#### EXERCÍCIO BREVE 1:
Responda às perguntas abaixo com base no trecho sobre o artigo 98 do CTN.
(a) Conforme o artigo 98 do CTN, o que os tratados e as convenções internacionais fazem com a legislação tributária interna?
(b) Quantos critérios a doutrina costuma apontar para a solução de conflitos?
(c) Pelo critério da especialidade, qual norma prevalece?
#### EXERCÍCIO BREVE 2:
Explique, com base no trecho sobre o artigo 98 do CTN, em que situação a aplicação desse dispositivo se mostra especialmente controvertida.
#### EXERCÍCIO BREVE 3:
Copie fielmente a parte do trecho sobre o artigo 98 do CTN que começa nas palavras "Muito já se" e termina após as palavras "a mais antiga.".

#### TRECHO:

────────────────────────────────────────

Estabelece o artigo 98 do Código Tributário Nacional, que “os tratados e as convenções internacionais revogam ou modificam a legislação tributária interna, e serão observados pela que lhes sobrevenha.” Este dispositivo do CTN tem sido objeto de diversos estudos e debates na área tributária, sendo a sua aplicação extremamente controvertida, em especial quando os tratados internacionais entram em conflito com as leis internas (leis de âmbito nacional).
Muito já se escreveu sobre o tema e a doutrina costuma apontar três critérios para a solução de conflitos: (i) o da hierarquia, segundo o qual, a norma de hierarquia superior prevalece sobre a inferior, (ii) o da especialidade, segundo o qual a norma mais específica prevalece sobre a mais genérica, (iii) o critério temporal, segundo o qual a norma mais nova prevalece sobre a mais antiga.

────────────────────────────────────────

#### DADOS APRESENTADOS:
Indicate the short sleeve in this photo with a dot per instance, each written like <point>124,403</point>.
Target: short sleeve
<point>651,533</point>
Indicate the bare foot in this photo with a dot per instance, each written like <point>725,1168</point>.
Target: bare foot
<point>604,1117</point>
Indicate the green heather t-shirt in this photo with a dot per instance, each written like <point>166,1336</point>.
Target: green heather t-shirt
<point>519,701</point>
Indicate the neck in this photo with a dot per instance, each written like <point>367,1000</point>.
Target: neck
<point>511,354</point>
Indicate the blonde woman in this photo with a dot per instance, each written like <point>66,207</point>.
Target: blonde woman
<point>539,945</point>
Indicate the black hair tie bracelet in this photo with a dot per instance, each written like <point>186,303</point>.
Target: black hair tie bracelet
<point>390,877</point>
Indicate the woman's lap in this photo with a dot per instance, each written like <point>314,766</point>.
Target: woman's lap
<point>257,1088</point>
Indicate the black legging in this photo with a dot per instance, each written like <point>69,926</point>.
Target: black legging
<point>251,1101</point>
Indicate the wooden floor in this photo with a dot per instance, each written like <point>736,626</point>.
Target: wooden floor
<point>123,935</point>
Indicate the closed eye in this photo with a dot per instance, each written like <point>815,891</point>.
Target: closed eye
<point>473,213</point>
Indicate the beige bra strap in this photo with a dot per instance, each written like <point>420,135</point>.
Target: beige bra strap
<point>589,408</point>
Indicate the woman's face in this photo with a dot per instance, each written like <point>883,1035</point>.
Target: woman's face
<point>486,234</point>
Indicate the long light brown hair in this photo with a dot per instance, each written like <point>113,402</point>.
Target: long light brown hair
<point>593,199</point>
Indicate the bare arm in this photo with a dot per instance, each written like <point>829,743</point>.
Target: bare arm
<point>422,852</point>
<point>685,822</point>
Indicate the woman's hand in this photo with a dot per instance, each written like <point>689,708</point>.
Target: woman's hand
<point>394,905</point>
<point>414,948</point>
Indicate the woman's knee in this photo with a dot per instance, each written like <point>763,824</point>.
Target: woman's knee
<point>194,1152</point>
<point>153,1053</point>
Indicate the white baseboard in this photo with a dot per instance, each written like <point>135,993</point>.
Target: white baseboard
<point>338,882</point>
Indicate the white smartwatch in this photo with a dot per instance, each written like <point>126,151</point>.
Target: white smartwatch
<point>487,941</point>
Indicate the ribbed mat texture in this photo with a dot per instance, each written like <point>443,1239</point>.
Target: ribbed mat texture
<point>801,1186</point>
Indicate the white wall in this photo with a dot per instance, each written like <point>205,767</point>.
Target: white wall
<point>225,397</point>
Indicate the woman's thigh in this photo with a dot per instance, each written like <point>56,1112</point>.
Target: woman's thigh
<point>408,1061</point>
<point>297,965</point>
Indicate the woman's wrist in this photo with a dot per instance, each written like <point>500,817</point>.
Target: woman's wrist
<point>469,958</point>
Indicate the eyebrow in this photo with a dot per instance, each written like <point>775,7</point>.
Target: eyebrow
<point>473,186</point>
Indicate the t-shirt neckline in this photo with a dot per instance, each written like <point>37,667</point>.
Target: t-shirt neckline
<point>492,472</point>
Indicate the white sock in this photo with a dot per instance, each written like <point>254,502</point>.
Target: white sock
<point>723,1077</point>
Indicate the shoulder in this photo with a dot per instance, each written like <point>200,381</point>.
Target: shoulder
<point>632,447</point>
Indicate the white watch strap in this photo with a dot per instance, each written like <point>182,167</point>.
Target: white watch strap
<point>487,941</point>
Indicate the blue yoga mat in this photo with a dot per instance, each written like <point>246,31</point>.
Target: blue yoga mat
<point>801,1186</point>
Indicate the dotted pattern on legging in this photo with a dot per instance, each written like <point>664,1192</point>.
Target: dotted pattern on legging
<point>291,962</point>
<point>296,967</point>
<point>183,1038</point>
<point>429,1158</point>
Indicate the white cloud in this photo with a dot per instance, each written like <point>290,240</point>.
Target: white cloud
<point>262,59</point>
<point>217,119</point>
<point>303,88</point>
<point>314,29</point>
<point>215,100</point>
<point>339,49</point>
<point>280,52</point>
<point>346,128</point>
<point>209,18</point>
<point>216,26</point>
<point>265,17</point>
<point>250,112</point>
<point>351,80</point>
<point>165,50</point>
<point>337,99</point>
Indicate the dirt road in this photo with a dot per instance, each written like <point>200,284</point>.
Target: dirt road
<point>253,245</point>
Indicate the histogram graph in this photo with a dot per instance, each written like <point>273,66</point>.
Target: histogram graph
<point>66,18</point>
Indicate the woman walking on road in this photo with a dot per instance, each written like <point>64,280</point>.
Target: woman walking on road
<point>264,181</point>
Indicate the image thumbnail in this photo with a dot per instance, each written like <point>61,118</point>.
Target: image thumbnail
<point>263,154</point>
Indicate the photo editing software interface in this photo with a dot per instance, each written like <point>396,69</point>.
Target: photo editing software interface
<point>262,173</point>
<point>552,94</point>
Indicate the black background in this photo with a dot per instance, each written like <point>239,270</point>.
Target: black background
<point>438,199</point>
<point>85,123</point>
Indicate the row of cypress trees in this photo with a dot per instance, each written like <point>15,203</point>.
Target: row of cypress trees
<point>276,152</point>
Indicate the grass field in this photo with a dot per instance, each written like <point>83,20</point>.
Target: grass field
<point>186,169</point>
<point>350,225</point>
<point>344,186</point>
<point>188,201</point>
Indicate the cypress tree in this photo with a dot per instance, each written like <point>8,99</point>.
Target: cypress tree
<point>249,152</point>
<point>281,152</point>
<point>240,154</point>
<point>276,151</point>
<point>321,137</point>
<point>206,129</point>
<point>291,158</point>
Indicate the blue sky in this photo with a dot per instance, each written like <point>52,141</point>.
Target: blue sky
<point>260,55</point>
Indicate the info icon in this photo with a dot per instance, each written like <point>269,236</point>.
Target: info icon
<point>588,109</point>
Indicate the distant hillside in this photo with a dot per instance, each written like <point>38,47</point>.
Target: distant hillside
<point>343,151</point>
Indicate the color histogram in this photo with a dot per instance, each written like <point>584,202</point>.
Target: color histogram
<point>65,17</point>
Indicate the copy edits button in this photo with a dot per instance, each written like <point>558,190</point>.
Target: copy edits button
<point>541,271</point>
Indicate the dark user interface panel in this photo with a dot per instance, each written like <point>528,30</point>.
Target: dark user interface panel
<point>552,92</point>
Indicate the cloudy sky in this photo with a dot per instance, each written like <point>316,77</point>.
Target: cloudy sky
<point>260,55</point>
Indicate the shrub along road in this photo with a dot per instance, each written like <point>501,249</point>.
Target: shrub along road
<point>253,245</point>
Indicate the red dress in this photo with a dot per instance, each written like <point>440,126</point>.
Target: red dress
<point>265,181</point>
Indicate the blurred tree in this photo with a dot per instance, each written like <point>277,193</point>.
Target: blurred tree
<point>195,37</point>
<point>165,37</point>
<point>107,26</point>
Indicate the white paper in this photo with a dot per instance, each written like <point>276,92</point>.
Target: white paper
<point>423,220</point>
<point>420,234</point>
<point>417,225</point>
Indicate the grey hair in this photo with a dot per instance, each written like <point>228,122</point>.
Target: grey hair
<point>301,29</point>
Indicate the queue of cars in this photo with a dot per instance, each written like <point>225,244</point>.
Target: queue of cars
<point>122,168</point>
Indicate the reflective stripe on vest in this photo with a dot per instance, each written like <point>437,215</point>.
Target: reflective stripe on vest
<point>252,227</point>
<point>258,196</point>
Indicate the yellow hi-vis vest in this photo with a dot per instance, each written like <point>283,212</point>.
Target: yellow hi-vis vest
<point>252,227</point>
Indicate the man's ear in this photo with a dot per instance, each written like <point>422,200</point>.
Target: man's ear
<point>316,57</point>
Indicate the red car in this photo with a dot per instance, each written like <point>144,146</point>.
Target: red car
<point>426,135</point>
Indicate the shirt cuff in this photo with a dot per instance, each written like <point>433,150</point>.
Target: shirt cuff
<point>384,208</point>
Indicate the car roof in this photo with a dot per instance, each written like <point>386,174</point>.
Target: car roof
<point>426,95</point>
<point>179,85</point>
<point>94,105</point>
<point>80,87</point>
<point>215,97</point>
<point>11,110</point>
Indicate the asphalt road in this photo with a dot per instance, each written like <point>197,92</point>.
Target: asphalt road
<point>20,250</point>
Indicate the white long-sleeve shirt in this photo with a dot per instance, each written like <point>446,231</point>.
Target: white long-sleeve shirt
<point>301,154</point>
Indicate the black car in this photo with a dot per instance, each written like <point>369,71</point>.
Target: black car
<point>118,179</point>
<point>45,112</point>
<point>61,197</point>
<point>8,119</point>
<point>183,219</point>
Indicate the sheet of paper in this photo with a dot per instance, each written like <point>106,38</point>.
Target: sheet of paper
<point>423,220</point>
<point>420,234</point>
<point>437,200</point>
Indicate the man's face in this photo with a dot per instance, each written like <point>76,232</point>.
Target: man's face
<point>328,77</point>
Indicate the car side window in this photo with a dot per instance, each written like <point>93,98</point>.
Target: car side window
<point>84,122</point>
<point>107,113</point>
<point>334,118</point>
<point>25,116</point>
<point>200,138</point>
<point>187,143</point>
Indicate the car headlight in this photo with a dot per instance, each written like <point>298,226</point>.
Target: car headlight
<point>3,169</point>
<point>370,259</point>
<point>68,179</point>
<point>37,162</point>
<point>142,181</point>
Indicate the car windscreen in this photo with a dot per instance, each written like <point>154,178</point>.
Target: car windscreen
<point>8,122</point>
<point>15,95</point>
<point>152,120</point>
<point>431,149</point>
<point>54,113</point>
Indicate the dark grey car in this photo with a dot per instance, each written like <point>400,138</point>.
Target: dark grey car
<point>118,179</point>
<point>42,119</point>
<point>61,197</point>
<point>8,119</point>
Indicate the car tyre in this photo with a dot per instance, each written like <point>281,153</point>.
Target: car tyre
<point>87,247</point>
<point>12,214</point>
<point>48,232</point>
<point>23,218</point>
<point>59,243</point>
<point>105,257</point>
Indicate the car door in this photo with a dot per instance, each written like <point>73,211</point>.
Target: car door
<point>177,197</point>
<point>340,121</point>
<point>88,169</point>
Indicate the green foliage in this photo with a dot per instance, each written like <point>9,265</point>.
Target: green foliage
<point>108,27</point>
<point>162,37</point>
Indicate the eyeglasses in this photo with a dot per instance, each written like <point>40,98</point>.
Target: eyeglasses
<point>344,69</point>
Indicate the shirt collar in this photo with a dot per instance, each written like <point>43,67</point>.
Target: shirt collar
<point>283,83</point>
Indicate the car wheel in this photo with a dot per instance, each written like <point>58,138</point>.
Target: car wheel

────────────────────────────────────────

#### RESPOSTA 1:
(a) Eles revogam ou modificam a legislação tributária interna.
(b) Três critérios.
(c) A norma mais específica prevalece sobre a mais genérica.

#### RESPOSTA 2:
A aplicação do artigo 98 do CTN é especialmente controvertida quando os tratados internacionais entram em conflito com as leis internas, isto é, com as leis de âmbito nacional.

#### RESPOSTA 3:
Muito já se escreveu sobre o tema e a doutrina costuma apontar três critérios para a solução de conflitos: (i) o da hierarquia, segundo o qual, a norma de hierarquia superior prevalece sobre a inferior, (ii) o da especialidade, segundo o qual a norma mais específica prevalece sobre a mais genérica, (iii) o critério temporal, segundo o qual a norma mais nova prevalece sobre a mais antiga.